• _Exercise goal_: In the listing below, how many lines contain "stem"? Answer with the number alone.

==*==

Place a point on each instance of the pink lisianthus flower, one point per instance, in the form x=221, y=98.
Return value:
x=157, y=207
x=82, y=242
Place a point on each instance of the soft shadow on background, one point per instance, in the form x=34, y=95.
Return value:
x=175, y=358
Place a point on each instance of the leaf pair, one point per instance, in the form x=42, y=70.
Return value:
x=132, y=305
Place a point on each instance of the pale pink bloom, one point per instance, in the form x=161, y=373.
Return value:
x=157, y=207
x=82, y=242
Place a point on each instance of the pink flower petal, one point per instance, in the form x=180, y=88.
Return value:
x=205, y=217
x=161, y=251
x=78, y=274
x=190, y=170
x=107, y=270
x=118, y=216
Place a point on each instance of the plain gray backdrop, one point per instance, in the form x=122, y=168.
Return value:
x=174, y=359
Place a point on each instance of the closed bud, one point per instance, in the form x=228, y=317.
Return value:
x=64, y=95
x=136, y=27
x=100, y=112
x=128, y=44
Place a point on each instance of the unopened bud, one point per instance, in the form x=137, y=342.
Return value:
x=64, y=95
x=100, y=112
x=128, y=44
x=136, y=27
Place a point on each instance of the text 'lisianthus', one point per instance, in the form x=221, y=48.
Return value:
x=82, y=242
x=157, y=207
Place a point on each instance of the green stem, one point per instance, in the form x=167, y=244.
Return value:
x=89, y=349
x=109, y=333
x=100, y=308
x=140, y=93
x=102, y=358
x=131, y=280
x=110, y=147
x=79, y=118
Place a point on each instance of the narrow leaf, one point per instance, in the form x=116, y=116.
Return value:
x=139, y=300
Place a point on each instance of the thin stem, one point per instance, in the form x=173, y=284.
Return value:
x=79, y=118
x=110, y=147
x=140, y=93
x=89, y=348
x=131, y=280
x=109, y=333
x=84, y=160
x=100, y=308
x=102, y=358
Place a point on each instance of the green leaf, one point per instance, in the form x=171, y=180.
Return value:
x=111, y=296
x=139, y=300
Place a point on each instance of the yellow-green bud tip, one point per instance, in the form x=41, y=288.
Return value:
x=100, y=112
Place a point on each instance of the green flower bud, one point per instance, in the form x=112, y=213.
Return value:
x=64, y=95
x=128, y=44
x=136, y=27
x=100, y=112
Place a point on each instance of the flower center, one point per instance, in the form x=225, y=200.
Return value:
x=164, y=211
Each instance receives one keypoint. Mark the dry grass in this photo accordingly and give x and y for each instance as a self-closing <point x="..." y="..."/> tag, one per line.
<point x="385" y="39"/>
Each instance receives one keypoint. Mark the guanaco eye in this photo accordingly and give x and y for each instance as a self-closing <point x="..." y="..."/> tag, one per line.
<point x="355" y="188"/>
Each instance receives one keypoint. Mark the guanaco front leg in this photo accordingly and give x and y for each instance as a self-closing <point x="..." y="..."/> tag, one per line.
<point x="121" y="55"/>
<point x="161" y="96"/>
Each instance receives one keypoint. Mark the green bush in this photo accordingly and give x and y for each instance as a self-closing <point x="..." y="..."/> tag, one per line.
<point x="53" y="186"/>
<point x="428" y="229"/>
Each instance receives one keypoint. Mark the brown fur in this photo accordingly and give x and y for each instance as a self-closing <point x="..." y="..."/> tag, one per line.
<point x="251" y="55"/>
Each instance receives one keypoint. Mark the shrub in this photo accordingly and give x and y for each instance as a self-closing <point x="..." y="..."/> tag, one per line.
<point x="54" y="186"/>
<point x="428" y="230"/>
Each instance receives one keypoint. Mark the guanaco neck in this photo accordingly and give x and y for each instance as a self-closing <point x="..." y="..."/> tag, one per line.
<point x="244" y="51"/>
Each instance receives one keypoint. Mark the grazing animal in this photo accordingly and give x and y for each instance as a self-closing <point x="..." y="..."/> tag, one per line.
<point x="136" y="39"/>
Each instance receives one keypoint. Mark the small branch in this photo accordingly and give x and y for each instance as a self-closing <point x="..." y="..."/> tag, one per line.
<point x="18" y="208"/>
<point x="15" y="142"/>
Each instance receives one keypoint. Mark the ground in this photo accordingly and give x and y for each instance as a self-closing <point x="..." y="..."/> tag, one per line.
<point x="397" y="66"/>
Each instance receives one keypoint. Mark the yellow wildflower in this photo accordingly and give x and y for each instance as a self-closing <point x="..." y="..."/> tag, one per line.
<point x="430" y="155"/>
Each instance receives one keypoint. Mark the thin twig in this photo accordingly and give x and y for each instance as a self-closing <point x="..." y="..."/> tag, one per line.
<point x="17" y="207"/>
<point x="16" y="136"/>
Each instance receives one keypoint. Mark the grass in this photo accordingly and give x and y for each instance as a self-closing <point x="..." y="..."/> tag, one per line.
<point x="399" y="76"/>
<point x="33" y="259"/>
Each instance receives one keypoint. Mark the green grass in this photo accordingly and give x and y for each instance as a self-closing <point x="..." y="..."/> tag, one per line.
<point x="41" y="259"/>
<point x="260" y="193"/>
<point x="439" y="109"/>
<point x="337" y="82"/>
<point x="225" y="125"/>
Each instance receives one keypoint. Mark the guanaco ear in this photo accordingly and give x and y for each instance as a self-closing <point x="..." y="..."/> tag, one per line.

==*==

• _Completed exercise_: 2